### Problem details
I would like each line of the data that holds the word "exact" copied out.
*** Exercise material ***
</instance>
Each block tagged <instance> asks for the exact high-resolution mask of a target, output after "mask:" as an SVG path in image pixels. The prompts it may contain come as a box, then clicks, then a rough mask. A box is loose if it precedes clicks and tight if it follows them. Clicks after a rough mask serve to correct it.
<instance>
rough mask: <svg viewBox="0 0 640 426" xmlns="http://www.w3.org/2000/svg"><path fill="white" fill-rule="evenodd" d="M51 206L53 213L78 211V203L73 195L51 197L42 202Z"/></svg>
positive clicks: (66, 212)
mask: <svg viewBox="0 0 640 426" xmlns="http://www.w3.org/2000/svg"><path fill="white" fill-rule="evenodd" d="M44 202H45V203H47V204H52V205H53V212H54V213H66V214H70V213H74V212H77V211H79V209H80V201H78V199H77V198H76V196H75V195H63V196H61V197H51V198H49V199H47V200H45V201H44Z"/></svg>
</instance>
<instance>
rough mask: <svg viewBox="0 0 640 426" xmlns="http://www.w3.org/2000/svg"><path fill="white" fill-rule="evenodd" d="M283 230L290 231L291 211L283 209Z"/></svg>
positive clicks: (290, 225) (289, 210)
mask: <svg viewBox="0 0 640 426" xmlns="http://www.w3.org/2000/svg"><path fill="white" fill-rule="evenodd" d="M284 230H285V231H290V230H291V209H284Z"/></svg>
*** End of Exercise material ***
*** Exercise material ***
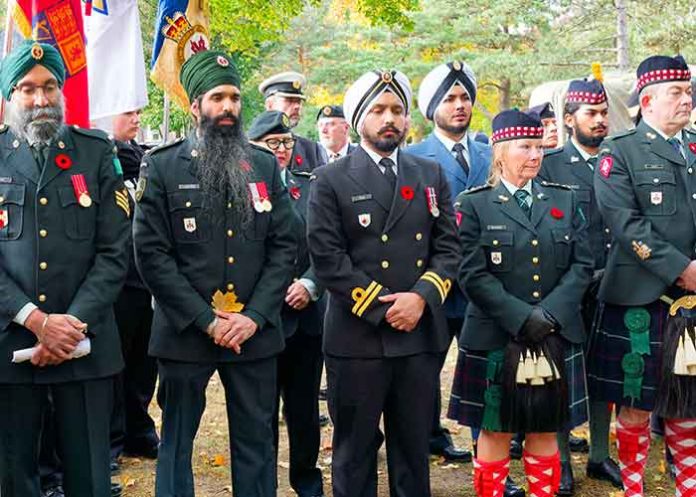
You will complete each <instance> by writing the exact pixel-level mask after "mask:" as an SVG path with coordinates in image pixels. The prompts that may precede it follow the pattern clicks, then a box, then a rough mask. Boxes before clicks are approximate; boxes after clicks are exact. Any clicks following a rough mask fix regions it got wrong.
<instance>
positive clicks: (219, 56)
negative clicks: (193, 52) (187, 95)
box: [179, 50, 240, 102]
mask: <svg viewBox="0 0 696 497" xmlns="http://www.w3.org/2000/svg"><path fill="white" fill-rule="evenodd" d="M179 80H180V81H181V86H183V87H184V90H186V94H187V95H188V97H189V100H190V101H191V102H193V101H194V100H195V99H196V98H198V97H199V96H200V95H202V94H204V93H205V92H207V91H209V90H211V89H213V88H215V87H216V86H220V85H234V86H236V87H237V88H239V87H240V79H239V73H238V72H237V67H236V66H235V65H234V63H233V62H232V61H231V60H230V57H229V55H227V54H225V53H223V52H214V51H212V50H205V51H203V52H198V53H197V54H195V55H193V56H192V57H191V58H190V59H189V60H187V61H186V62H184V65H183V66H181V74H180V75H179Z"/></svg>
*** End of Exercise material ***
### Reply
Each block tagged <instance> asks for the exact high-resolution mask of a target, output after "mask:" as an SVG path in image pixels. The prompts it may contain come as a box, then clicks, then a rough mask. A box is loose if it precedes clicks and tight if it follows them. Clicks after a rough mask serve to correct it.
You will complete each <instance> by writing the exact pixel-level mask after "mask:" as an SVG path with coordinates in image pixels. The prompts that may precede it follow the pattern clicks, then a box, then a rough mask. Boxes before clicks are approximate; boxes after clicks are exact. Any clicks following a rough mask fix regions it got wrong.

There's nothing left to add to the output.